What you should do - Write out the full set of records below exactly.

****

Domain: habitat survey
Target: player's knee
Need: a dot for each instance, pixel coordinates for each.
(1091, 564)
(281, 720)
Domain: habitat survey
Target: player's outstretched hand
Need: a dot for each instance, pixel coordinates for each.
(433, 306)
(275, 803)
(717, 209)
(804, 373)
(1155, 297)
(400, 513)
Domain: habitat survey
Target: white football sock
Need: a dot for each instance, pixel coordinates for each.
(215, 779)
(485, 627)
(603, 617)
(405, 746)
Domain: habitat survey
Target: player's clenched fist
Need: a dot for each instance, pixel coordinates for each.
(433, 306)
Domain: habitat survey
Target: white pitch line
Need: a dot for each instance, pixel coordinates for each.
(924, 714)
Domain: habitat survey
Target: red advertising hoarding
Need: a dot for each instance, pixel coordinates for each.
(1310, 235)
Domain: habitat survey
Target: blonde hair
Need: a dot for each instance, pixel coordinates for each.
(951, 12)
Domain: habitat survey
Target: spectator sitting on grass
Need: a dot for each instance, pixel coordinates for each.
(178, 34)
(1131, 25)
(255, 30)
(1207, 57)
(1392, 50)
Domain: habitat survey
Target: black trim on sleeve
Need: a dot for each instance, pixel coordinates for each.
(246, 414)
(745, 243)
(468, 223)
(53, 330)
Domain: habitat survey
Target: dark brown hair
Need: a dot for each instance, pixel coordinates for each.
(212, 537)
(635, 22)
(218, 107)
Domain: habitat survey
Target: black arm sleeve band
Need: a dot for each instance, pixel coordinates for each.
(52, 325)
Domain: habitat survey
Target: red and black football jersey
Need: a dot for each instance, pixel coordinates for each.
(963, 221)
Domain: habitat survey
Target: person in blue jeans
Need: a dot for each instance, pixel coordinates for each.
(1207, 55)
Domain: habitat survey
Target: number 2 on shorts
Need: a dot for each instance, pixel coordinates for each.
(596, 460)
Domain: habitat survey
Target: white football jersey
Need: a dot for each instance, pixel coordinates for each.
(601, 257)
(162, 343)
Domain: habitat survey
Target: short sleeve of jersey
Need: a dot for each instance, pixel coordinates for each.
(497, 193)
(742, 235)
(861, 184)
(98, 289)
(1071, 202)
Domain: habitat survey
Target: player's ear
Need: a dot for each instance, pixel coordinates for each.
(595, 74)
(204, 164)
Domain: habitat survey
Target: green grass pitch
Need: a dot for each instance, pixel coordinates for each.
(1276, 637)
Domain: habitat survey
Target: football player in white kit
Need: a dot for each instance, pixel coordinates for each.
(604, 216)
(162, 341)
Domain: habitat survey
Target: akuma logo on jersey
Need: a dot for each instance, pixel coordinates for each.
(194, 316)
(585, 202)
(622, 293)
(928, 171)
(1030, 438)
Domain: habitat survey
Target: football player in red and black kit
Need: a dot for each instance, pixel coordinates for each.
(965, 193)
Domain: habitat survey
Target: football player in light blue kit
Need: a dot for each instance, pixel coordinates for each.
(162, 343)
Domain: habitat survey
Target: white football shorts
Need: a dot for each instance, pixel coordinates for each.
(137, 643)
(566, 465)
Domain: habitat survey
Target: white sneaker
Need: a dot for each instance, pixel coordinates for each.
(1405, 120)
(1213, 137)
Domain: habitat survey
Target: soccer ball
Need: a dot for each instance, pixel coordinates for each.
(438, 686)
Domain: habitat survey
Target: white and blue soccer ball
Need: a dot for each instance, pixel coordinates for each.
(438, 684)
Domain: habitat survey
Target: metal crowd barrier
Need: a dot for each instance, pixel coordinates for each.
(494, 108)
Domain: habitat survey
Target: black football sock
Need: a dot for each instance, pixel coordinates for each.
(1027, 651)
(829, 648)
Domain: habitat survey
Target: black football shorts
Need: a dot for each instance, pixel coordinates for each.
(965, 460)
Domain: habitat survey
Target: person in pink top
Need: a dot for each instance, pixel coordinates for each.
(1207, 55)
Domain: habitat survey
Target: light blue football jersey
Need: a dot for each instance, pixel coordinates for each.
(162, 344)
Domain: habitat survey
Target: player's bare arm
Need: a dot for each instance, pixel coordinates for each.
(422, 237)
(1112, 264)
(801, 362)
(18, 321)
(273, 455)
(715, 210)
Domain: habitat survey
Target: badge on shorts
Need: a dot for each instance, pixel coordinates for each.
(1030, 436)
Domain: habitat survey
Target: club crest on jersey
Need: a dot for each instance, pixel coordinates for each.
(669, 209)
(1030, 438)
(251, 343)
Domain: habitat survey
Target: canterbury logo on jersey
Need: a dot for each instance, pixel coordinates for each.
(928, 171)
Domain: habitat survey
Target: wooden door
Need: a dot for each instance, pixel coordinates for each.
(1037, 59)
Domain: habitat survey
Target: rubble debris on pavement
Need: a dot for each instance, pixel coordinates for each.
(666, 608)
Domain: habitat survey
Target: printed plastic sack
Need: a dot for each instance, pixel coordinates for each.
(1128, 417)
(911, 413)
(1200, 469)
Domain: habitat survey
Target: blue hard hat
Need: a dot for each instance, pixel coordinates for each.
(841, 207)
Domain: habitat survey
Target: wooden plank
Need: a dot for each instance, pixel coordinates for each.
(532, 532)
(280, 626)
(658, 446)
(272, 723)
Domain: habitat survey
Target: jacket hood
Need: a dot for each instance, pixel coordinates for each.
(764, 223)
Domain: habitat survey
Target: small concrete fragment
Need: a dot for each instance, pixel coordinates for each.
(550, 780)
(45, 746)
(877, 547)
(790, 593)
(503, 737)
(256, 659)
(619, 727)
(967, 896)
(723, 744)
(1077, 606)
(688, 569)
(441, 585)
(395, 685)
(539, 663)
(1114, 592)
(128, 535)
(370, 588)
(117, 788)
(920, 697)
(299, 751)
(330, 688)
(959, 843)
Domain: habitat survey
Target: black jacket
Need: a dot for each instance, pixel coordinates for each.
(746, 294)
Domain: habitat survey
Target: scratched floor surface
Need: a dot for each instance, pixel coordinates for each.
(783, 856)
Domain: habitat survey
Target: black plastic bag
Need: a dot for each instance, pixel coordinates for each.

****

Output of the exercise -
Domain: habitat survey
Target: player's knee
Need: a dot for each instance, pixel coordinates for each.
(1091, 564)
(281, 720)
Domain: habitat survey
Target: player's outstretched hand
Need: a dot for each instance, pixel coordinates for each.
(433, 306)
(275, 803)
(717, 209)
(804, 373)
(1155, 297)
(400, 513)
Domain: habitat survey
Target: white football sock
Need: a dot for each instance, pixel coordinates for each.
(215, 779)
(485, 627)
(603, 617)
(405, 746)
Domain: habitat survey
Target: player's clenched fist
Need: a dot for each instance, pixel coordinates for each.
(433, 306)
Domain: habitat survey
Target: white pitch line
Need: a dot for each instance, pixel coordinates for each.
(924, 714)
Domain: habitat survey
Target: red advertising hoarding
Need: a dot for each instance, pixel coordinates for each.
(1310, 235)
Domain: habitat survey
Target: blonde hair
Need: a dot for each instance, pixel coordinates for each.
(951, 12)
Domain: habitat survey
Target: spectator sitting on grass
Need: a dot for each instance, pixel coordinates for each.
(178, 34)
(1131, 25)
(255, 30)
(1207, 57)
(1392, 50)
Domain: habitat survey
Target: black trim on sleeve
Need: a dot for each instance, pixel coordinates for each.
(246, 414)
(745, 243)
(468, 223)
(53, 330)
Domain: habitat survey
Target: dark brown hair
Need: a dot for each instance, pixel coordinates for each.
(212, 537)
(635, 22)
(218, 107)
Domain: habitat survey
Target: black arm sleeve band
Need: a dot for each instance, pixel coordinates for each.
(52, 325)
Domain: habitat survey
Target: red and black football jersey
Need: a dot for each instance, pixel coordinates for each.
(963, 221)
Domain: habitat survey
Target: person in blue jeans
Need: a dot for each instance, pixel coordinates for each.
(1207, 55)
Domain: habitat survey
Target: number 2 on shorts
Need: a dot for each instance, pixel coordinates for each.
(596, 460)
Domain: habitat survey
Target: white football jersey
Need: a dot for each instance, pixel coordinates for each.
(601, 257)
(162, 343)
Domain: habitat survey
Target: short sleeve of jersey
Need: a dot for each instance, pixel coordinates for each.
(497, 193)
(742, 235)
(861, 184)
(98, 289)
(1071, 202)
Domain: habitat survey
Target: player's ear
Need: a dot for each instance, pixel coordinates for each.
(595, 74)
(204, 164)
Domain: habitat survey
Target: green grass pitch
Need: a dot for each instance, pixel coordinates for each.
(1276, 637)
Domain: habitat survey
Target: football player in white kit
Need: a dot for each instance, pixel coordinates for each.
(604, 216)
(162, 341)
Domain: habitat survey
Target: akuma logo on jersey
Need: a dot for each instance, pixel coordinates for each.
(194, 316)
(585, 202)
(622, 293)
(928, 171)
(1030, 438)
Domain: habitat survey
Target: football player in red and black kit
Need: a dot for each instance, pixel coordinates for each.
(965, 193)
Domain: habitat survey
Target: football player in light blue kit
Need: a dot for each instance, pixel coordinates for each.
(162, 343)
Domain: habitat survey
Target: white football shorts
Need: a dot for each instance, pixel coordinates for each.
(137, 643)
(566, 465)
Domain: habitat survey
Target: white sneaker
Need: a dot for each instance, pixel coordinates for each.
(1405, 120)
(1213, 137)
Domain: habitat survey
Target: soccer ball
Need: a dot for each instance, pixel coordinates for each.
(438, 686)
Domain: habitat survey
Target: white and blue soccer ball
Need: a dot for each instance, pixel coordinates for each.
(438, 684)
Domain: habitat survey
Target: metal crowd barrier
Need: a dot for each instance, pixel coordinates for each.
(494, 108)
Domain: habitat survey
Target: black football sock
Need: a dot for each instance, pixel coordinates for each.
(1027, 651)
(829, 648)
Domain: habitat survey
Target: black football shorts
Need: a dot for each instance, pixel coordinates for each.
(965, 460)
Domain: habitat survey
Target: person in pink top
Need: a dot for each instance, pixel coordinates for each.
(1207, 55)
Domain: habitat survey
Target: light blue football jersey
Need: a dot for each instance, pixel coordinates for each.
(162, 344)
Domain: habitat survey
Target: player's bare arm
Need: a dot for each instance, pixel coordinates for each.
(422, 237)
(1112, 264)
(801, 362)
(18, 321)
(273, 455)
(715, 210)
Domain: habitat survey
Target: badge on shorts
Need: a dot for each instance, pixel coordinates for each.
(1030, 436)
Domain: habitat survey
Target: club crest on jersey
Need: a dot for each instance, pixel coordinates for each.
(669, 209)
(1030, 438)
(251, 343)
Domain: habitat survey
Target: canterbury logo on jersey
Need: a dot for each instance, pixel coordinates for each.
(928, 171)
Domain: habitat survey
Target: wooden door
Need: a dot for each instance, pixel coordinates for each.
(1037, 59)
Domain: habitat survey
Target: rubble debris on pavement
Need: a dot for each instance, pixel coordinates for each.
(666, 608)
Domain: habitat survey
Target: printed plastic sack
Need: a dot for each instance, pixel coordinates for each.
(1128, 417)
(911, 413)
(1200, 469)
Domain: habitat survey
Target: blue hard hat
Need: a dot for each instance, pixel coordinates for each.
(841, 207)
Domain: habitat survey
Target: wooden plank
Need: a dot for each instance, pixel coordinates for each.
(532, 532)
(280, 626)
(658, 446)
(272, 723)
Domain: habitat survey
Target: jacket hood
Need: a dot for each instance, pixel coordinates for each.
(764, 223)
Domain: habitat survey
Target: small concrete fragment
Need: a dot for each instance, pixel coordinates for each.
(550, 780)
(45, 746)
(877, 547)
(790, 593)
(503, 737)
(256, 659)
(619, 727)
(967, 896)
(723, 744)
(1077, 606)
(688, 569)
(441, 585)
(395, 685)
(539, 663)
(1114, 592)
(128, 535)
(370, 588)
(117, 788)
(920, 697)
(299, 751)
(330, 688)
(959, 843)
Domain: habitat survey
Target: black jacket
Need: a dot for each instance, pixel coordinates for each.
(746, 294)
Domain: habitat survey
Target: scratched floor surface
Need: a dot for each instance, pixel coordinates for each.
(783, 856)
Domain: habitat survey
Target: black plastic bag
Need: a dot for each instance, pixel coordinates for each.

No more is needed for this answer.